#### Document excerpt:
>>>>>

Was a decent day, I got paid, which is always good, I worked, which I could have done without. My job gives me too much time to think, it's depressing. I talked to Meredith about school, which was more of a game with her, she kept naming random things she thinks I should do with the rest of my life. I'm thinking i'm just going to do the same as before, and go on with my RN classes. I talked to Darci today, which was an amazing help, because she is going to nursing school at NYU, and I want to go to an out of state nursing program also. I have a lot of work to do before the first of January. I'm not going to be able to start school till next year, which is ok, gives me time to get on my feet, which is what I need, let's me get a car and a place and get my debt caught up ASAP.
I'm wanting to take Isaac and me out to see mom and everyone for Christmas, it's been years since Isaac has seen them, and my last trip wasn't the greatest because it was full of arguing and such. But what do you expect with someone like my aunt and someone like my grandma trying to get along, it doesn't work, the personalities crash because they are so similar yet so opposite at the same time. We'll see how money works out though.
Hopefully i'm getting my haircut tomorrow, i'm really excited, but I think it's going to be hard to get in for an appointment, because I forgot to make one today :x.

<<<<<

#### The request:
Answer these questions about the journal entry:
(a) Where is Darci going to nursing school?
(b) Whom does the writer want to take along to see mom for Christmas?
(c) Why does the writer think it will be hard to get a haircut appointment?

Object location annotation data

>>>>>

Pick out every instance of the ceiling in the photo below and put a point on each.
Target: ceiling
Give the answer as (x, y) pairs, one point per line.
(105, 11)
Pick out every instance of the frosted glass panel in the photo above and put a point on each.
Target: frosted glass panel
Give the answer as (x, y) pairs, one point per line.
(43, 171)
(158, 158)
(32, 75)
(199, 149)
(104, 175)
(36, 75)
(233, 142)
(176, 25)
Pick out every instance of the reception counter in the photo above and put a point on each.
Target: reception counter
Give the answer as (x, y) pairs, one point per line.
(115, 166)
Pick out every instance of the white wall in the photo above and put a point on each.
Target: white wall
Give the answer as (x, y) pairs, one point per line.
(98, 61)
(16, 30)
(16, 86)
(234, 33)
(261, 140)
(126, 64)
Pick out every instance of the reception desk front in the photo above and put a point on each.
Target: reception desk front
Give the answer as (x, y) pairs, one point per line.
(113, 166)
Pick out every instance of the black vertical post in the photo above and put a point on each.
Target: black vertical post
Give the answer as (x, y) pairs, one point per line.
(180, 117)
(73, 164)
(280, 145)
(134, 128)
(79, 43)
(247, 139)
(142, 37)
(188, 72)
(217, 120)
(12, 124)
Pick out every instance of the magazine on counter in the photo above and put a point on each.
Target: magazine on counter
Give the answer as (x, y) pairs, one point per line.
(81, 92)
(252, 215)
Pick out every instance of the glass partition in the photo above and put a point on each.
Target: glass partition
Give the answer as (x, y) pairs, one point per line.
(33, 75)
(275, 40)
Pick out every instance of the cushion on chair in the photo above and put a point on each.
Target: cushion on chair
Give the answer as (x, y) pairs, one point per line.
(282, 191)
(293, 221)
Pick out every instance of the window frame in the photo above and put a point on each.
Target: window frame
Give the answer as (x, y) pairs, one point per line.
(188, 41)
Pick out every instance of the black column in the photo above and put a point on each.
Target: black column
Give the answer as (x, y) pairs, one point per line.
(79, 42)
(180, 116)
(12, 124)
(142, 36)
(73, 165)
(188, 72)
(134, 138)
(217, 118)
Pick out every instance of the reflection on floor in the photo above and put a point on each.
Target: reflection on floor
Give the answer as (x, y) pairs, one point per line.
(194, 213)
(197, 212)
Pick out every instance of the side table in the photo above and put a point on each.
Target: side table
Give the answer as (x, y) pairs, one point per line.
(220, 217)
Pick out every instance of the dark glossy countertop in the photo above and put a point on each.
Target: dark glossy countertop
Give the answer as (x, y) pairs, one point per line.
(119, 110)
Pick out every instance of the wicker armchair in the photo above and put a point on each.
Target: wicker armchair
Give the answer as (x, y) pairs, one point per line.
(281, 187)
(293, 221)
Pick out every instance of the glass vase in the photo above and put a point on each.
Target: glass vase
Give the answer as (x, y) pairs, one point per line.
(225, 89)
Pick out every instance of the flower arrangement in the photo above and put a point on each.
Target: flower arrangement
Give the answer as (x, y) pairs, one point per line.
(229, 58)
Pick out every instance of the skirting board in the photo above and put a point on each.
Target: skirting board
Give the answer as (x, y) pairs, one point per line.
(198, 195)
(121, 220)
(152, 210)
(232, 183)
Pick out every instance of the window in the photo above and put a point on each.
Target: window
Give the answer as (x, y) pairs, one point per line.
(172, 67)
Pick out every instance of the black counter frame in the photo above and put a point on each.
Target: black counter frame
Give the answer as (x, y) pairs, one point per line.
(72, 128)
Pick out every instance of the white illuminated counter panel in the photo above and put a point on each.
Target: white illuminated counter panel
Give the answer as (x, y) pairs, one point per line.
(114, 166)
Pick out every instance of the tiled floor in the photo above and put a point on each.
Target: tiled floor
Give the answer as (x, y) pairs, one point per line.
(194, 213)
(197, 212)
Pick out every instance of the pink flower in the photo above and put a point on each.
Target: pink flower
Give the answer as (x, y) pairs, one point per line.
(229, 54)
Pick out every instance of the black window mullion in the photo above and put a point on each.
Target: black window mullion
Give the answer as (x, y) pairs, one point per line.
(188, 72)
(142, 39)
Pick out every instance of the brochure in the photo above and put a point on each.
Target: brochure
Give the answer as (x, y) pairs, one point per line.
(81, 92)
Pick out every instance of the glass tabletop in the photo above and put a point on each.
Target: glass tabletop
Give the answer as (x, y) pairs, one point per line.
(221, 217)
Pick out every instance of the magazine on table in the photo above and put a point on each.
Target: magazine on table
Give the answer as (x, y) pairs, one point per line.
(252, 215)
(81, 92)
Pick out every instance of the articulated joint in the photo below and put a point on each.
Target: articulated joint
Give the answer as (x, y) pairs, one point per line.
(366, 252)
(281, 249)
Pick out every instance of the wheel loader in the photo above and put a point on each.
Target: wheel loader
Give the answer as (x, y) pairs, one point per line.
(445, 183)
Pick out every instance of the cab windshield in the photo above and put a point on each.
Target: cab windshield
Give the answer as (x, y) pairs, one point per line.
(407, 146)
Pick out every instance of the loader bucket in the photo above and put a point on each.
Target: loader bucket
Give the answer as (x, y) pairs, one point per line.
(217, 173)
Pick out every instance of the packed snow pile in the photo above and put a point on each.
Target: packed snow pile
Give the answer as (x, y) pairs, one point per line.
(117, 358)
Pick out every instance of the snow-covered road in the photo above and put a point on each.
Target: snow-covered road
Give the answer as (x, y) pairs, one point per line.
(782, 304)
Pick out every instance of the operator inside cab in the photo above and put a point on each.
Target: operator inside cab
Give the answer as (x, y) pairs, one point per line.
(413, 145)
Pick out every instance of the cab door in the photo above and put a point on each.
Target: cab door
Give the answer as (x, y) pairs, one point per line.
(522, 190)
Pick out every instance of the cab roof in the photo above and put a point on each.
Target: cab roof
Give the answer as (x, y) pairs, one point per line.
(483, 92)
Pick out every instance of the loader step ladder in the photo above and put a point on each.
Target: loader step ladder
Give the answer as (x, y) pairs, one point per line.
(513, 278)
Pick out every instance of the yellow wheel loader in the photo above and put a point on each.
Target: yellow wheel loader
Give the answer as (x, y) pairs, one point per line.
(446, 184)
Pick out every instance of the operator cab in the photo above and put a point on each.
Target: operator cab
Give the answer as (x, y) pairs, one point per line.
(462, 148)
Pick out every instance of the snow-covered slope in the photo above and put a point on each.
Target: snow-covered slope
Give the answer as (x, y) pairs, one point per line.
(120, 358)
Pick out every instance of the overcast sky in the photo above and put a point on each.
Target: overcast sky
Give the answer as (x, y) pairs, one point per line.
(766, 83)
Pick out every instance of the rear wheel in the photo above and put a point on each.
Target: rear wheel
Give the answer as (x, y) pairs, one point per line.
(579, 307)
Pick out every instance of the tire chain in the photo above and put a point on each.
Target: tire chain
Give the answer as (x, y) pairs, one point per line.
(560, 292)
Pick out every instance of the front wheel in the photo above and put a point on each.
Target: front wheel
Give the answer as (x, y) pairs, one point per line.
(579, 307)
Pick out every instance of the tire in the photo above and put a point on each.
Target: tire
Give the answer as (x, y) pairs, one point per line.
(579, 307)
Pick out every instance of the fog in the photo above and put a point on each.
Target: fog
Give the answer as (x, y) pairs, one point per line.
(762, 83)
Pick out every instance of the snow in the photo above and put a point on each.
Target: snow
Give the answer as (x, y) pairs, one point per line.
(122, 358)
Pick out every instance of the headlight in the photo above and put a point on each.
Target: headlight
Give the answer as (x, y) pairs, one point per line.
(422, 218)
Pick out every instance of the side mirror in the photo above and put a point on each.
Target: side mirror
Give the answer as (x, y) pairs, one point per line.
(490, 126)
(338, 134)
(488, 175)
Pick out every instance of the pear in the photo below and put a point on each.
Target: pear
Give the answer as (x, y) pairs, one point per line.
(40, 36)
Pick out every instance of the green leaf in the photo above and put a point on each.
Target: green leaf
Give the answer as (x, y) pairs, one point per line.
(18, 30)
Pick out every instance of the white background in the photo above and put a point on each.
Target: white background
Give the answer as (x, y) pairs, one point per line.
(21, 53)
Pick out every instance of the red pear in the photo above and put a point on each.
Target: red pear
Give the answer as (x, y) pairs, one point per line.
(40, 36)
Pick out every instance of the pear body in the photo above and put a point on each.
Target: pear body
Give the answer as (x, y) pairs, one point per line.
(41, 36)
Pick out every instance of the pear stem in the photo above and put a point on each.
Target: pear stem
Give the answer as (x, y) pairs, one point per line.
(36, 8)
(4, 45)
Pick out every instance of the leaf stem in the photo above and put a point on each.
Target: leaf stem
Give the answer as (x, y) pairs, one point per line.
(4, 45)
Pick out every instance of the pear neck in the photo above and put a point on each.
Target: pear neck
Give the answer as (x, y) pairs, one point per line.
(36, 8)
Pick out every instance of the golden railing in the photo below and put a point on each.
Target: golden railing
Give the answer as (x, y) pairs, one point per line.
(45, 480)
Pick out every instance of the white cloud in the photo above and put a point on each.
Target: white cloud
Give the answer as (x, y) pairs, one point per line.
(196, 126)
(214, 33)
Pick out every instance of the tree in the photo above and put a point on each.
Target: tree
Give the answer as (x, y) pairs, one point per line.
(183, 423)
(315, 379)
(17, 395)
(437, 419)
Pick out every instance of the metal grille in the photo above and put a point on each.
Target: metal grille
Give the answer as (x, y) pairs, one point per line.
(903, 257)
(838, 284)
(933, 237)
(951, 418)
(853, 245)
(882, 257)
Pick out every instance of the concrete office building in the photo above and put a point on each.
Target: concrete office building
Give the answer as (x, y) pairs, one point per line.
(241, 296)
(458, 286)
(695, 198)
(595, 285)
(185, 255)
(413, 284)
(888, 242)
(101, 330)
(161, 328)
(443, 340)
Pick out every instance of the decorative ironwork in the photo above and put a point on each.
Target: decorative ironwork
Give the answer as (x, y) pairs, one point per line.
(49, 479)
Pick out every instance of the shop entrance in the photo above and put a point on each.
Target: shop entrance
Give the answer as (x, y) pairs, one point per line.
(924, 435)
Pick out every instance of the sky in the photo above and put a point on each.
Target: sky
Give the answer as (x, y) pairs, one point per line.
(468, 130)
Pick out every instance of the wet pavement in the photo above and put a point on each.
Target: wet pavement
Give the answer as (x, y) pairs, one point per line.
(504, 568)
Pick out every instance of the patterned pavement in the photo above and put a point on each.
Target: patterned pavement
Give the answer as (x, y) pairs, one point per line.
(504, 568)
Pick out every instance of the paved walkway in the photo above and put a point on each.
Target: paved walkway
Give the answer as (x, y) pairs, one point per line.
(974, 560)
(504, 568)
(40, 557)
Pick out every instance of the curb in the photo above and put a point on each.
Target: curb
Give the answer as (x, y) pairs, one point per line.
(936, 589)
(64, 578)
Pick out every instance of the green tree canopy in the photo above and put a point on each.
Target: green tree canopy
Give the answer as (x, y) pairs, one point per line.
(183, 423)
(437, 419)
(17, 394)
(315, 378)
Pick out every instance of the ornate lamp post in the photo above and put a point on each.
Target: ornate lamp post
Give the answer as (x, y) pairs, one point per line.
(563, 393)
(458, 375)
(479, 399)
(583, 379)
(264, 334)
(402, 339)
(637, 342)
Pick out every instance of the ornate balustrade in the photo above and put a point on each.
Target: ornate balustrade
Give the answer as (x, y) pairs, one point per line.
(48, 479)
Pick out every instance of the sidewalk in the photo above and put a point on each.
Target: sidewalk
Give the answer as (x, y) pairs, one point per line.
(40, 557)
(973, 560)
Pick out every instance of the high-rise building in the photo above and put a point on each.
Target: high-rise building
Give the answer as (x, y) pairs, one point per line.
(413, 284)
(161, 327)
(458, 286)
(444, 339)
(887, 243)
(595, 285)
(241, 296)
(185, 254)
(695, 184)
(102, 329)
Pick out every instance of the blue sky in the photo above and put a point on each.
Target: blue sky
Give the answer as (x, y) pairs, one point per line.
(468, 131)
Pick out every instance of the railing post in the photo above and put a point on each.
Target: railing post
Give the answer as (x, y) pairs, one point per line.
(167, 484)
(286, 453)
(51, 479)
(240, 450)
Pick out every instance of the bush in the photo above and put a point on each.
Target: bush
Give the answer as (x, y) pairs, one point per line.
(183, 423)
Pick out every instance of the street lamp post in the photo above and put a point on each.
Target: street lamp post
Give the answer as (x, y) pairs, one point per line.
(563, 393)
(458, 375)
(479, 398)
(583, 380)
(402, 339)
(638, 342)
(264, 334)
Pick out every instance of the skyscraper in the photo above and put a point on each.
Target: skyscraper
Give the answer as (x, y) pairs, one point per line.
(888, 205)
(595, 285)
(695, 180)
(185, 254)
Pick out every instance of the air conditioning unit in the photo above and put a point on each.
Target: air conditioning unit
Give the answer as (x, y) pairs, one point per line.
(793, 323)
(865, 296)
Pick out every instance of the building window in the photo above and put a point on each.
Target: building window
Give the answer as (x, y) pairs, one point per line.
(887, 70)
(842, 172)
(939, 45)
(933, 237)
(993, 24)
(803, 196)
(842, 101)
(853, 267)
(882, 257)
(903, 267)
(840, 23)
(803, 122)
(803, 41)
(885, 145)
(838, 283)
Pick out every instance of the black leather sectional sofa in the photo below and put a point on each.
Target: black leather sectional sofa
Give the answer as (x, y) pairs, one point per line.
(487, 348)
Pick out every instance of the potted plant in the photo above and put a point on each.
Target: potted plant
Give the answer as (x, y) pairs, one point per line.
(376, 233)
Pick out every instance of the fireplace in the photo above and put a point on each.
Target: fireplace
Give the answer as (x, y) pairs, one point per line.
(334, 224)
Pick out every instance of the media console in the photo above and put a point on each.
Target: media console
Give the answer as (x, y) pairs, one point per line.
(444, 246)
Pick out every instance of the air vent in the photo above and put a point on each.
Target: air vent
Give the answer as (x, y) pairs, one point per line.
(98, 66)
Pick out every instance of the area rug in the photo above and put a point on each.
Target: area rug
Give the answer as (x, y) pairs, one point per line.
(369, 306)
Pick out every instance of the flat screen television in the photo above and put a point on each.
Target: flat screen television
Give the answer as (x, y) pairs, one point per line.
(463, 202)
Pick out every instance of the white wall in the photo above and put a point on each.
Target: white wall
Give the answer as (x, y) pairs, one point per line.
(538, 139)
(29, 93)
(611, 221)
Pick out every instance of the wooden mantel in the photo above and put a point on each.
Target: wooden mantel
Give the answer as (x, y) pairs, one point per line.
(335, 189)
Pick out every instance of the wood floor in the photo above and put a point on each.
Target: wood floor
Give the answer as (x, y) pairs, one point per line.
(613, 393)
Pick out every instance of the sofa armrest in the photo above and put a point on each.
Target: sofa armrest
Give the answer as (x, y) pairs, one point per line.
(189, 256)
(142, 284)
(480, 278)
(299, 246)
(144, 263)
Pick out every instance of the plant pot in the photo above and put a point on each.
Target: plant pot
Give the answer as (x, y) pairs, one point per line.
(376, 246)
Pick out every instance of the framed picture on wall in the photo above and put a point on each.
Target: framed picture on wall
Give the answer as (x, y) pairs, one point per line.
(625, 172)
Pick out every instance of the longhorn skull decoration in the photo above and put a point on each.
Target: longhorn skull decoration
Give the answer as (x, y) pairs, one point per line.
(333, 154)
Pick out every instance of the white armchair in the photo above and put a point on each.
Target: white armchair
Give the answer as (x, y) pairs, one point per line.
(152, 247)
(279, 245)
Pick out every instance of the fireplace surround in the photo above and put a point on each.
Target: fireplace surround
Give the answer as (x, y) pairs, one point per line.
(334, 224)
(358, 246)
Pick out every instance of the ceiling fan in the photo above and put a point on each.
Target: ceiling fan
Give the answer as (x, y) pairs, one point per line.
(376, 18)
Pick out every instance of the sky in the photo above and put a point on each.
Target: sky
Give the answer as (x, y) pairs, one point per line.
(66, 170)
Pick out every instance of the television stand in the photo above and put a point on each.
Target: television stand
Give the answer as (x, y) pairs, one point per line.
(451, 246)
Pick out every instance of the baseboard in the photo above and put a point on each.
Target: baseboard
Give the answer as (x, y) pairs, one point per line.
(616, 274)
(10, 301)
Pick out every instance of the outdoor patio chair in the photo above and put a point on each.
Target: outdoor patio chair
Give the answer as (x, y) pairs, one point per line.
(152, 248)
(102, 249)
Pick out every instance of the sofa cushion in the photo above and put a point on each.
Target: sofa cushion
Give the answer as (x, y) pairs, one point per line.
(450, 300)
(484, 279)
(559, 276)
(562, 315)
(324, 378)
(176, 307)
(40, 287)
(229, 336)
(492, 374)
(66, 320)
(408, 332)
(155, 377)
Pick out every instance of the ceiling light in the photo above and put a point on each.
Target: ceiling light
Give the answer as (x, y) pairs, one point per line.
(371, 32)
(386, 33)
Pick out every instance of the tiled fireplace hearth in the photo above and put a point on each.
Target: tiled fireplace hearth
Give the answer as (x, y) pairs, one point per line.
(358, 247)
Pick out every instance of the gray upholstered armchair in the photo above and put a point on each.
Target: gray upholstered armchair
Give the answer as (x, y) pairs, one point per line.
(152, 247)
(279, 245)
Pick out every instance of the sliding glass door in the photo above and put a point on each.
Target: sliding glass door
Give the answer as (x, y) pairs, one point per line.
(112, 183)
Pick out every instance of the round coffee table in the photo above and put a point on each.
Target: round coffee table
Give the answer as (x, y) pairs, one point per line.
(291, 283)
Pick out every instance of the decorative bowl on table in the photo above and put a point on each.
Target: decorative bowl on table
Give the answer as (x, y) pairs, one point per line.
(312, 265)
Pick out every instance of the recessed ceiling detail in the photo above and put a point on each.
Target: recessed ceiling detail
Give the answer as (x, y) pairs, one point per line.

<<<<<

#### Completed exercise:
(a) NYU
(b) Isaac
(c) The writer forgot to make one today.